## Written exercise
Transcribe the entries below exactly; leave every image out.

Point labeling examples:
- - -

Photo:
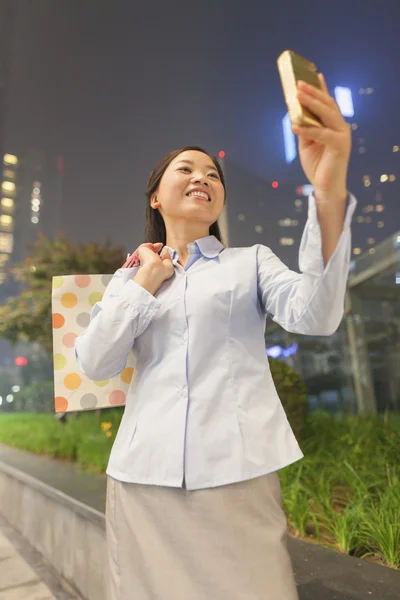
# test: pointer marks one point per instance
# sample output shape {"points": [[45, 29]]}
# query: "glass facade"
{"points": [[358, 368]]}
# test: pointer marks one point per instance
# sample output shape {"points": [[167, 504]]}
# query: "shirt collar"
{"points": [[208, 246]]}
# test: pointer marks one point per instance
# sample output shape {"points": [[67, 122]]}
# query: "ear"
{"points": [[154, 203]]}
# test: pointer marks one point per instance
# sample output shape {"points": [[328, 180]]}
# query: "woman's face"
{"points": [[190, 189]]}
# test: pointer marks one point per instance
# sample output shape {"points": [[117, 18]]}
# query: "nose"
{"points": [[197, 178]]}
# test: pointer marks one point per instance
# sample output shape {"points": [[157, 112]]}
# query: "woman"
{"points": [[193, 502]]}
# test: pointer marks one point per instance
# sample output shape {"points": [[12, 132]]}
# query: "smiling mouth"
{"points": [[199, 194]]}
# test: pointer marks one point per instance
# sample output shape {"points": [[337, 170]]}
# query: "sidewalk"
{"points": [[23, 573], [321, 573]]}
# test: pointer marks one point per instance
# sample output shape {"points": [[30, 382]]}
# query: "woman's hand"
{"points": [[154, 268], [324, 151]]}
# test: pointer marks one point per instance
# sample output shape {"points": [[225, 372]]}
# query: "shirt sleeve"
{"points": [[124, 313], [310, 302]]}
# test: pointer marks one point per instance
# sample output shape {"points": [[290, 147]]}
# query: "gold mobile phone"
{"points": [[292, 67]]}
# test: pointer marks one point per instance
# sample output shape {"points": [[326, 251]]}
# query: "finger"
{"points": [[321, 135], [328, 115], [323, 83], [321, 94]]}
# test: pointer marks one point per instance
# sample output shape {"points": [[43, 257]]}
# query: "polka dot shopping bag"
{"points": [[73, 298]]}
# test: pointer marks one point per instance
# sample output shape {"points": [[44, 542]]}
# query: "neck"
{"points": [[179, 236]]}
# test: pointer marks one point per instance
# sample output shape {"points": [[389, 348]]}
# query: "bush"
{"points": [[292, 392]]}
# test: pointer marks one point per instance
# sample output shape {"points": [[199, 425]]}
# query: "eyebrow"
{"points": [[190, 162]]}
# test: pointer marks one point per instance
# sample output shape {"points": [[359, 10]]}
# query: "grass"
{"points": [[344, 494]]}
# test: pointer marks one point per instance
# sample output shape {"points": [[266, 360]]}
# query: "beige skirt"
{"points": [[224, 543]]}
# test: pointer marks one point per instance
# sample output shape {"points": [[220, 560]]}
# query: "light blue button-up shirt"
{"points": [[202, 407]]}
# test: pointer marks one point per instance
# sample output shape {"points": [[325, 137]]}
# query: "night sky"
{"points": [[114, 85]]}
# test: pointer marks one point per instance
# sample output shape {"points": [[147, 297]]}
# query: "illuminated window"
{"points": [[7, 203], [345, 101], [10, 159], [6, 242], [8, 186], [9, 174], [286, 241], [6, 222]]}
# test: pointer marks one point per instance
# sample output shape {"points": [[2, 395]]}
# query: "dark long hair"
{"points": [[155, 226]]}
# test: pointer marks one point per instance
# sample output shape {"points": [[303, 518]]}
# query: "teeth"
{"points": [[202, 194]]}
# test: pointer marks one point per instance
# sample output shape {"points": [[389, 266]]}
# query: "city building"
{"points": [[374, 166], [272, 213], [31, 195], [356, 369]]}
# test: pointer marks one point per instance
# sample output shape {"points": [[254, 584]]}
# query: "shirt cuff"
{"points": [[140, 300]]}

- - -

## Answer to this problem
Photo:
# test: pointer marks one point per instance
# sample output shape {"points": [[45, 29]]}
# query: "glass facade"
{"points": [[358, 368]]}
# test: pointer marks one point per instance
# sample output shape {"points": [[167, 504]]}
# query: "shirt collar"
{"points": [[208, 246]]}
# test: pointer marks one point per instance
# sample output shape {"points": [[67, 122]]}
# query: "ear"
{"points": [[154, 203]]}
# test: pointer marks one point per instance
# sample output shape {"points": [[328, 180]]}
# query: "woman's face"
{"points": [[190, 189]]}
# test: pointer marks one point per instance
# sample output shape {"points": [[117, 18]]}
# query: "nose"
{"points": [[197, 178]]}
# test: pointer marks one point per instance
# sample output shape {"points": [[157, 112]]}
# query: "woman"
{"points": [[193, 502]]}
# test: pointer marks one point per instance
# sample output shape {"points": [[12, 132]]}
# query: "smiling mouth"
{"points": [[199, 194]]}
# test: pointer marks one point per instance
# sample output shape {"points": [[337, 170]]}
# query: "sidewalk"
{"points": [[23, 573], [321, 573]]}
# test: pointer marks one point per instance
# sample output shape {"points": [[30, 382]]}
# query: "woman's hand"
{"points": [[154, 268], [324, 151]]}
# test: pointer marks one point per instance
# sample output shape {"points": [[225, 372]]}
# query: "shirt sleeve"
{"points": [[124, 313], [310, 302]]}
# test: pointer marks one point per instance
# sample output shape {"points": [[290, 147]]}
# query: "gold mobile phone"
{"points": [[292, 67]]}
# test: pointer marks one point per instance
# sample output shape {"points": [[326, 251]]}
# query: "finger"
{"points": [[321, 135], [328, 115], [323, 83], [321, 94]]}
# test: pointer marks one point per instance
# sample output shape {"points": [[43, 257]]}
# query: "polka dot shopping bag"
{"points": [[73, 298]]}
# test: pointer marks one point per instance
# sample output shape {"points": [[44, 542]]}
# query: "neck"
{"points": [[179, 236]]}
# test: pointer marks one point per instance
# sample output shape {"points": [[389, 348]]}
# query: "bush"
{"points": [[292, 392]]}
# test: pointer marks one point per instance
# sample output shape {"points": [[199, 425]]}
# query: "eyebrow"
{"points": [[190, 162]]}
# test: pointer marks one point per instance
# sample output shape {"points": [[359, 10]]}
# query: "grass"
{"points": [[344, 494]]}
# test: pointer marks one point per instance
# sample output shape {"points": [[266, 360]]}
# query: "beige skirt"
{"points": [[224, 543]]}
# test: pointer marks one point per instance
# sample output shape {"points": [[220, 560]]}
# query: "light blue button-up shirt"
{"points": [[202, 407]]}
# test: pointer marks one point per instance
# sample output shape {"points": [[325, 137]]}
# query: "night sky"
{"points": [[114, 85]]}
# test: pointer marks one point per instance
# sample output shape {"points": [[147, 297]]}
# query: "illuminated window"
{"points": [[7, 203], [345, 101], [10, 159], [6, 242], [8, 186], [9, 174], [286, 241], [6, 222]]}
# test: pointer marks one point per instance
# sample output shape {"points": [[2, 395]]}
# query: "dark long hair"
{"points": [[155, 226]]}
# test: pointer marks one point per instance
# sample output shape {"points": [[303, 518]]}
# query: "teeth"
{"points": [[202, 194]]}
# test: pointer marks one point per instance
# sample output shape {"points": [[389, 266]]}
# query: "city building"
{"points": [[374, 166], [272, 213], [31, 195], [356, 369]]}
# test: pointer marks one point per instance
# sample output shape {"points": [[254, 584]]}
# query: "shirt cuff"
{"points": [[140, 300]]}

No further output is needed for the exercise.